(Beginning of RECORD SET)
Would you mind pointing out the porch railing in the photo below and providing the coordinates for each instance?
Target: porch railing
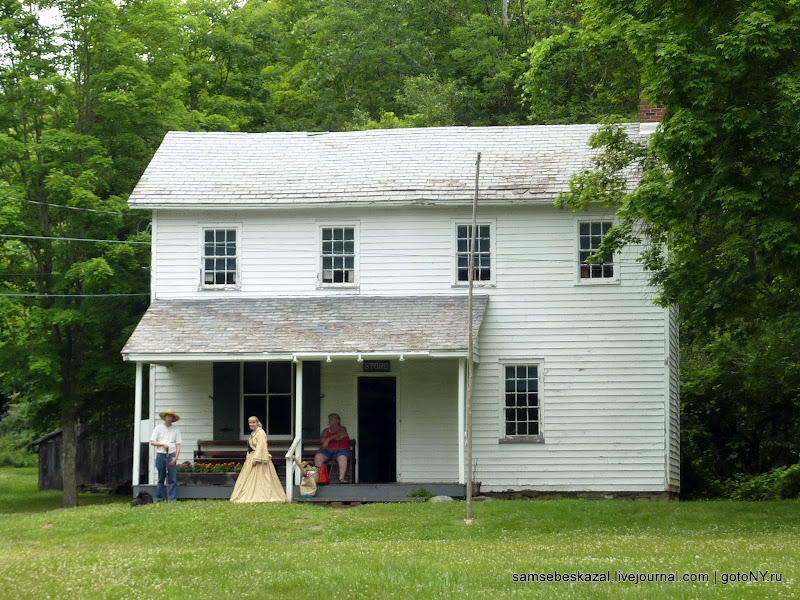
(291, 466)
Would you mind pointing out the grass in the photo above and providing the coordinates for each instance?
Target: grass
(18, 493)
(213, 549)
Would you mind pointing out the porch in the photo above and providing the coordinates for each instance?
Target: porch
(359, 493)
(393, 368)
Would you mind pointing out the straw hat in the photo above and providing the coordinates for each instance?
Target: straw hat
(169, 411)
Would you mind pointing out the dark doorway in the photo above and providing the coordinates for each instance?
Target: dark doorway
(377, 430)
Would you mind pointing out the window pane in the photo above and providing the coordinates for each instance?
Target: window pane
(280, 377)
(254, 406)
(255, 378)
(521, 399)
(280, 415)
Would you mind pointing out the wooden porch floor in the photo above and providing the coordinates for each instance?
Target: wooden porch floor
(333, 493)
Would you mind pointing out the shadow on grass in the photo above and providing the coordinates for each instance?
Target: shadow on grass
(19, 493)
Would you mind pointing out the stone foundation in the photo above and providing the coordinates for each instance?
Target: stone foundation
(546, 495)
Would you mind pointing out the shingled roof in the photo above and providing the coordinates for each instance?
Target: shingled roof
(405, 166)
(193, 329)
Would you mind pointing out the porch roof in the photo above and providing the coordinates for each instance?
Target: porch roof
(234, 329)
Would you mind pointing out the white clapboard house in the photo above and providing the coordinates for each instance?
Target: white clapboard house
(298, 274)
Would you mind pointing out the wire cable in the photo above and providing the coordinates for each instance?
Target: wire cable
(92, 210)
(41, 237)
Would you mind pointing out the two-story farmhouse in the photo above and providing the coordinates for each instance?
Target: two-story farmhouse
(299, 274)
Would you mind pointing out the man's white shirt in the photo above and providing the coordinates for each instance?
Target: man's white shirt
(163, 434)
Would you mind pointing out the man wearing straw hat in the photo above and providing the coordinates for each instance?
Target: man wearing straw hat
(167, 440)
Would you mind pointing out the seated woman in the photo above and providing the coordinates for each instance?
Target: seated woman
(258, 481)
(334, 443)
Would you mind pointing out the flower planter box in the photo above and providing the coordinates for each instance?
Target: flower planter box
(207, 478)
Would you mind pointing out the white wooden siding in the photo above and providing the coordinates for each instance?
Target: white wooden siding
(187, 388)
(427, 413)
(609, 421)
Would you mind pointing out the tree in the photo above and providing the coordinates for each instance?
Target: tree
(718, 201)
(579, 72)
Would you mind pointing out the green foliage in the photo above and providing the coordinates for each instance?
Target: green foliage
(421, 493)
(406, 550)
(578, 73)
(779, 483)
(20, 495)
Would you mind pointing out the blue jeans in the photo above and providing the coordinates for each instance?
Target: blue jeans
(164, 470)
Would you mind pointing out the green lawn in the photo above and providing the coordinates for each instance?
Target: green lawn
(213, 549)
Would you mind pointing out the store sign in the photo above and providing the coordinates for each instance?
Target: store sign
(377, 366)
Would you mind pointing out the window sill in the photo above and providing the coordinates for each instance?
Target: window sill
(598, 281)
(219, 288)
(522, 439)
(346, 287)
(464, 284)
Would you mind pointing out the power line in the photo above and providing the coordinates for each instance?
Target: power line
(2, 295)
(41, 237)
(92, 210)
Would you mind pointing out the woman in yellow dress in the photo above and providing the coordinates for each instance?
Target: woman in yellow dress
(258, 480)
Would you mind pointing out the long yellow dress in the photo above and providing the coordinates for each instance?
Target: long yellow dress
(259, 482)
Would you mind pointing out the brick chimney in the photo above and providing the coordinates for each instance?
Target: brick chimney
(650, 114)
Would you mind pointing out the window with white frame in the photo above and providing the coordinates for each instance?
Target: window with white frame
(482, 267)
(219, 258)
(590, 234)
(338, 255)
(522, 407)
(267, 390)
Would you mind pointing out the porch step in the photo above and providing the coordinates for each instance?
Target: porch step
(333, 493)
(381, 492)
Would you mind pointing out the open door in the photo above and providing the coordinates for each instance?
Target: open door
(377, 430)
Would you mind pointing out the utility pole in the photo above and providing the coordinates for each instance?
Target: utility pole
(470, 342)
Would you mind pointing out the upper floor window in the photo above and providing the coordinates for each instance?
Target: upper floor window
(267, 391)
(591, 234)
(338, 255)
(482, 267)
(522, 409)
(220, 261)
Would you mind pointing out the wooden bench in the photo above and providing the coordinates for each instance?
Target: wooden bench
(End of RECORD SET)
Filter the records above and copy every line that contains the word "bench".

SOLUTION FOR THIS TASK —
Would you mind pointing out the wooden bench in the photo above and providing the coordinates for each instance?
Target: wooden bench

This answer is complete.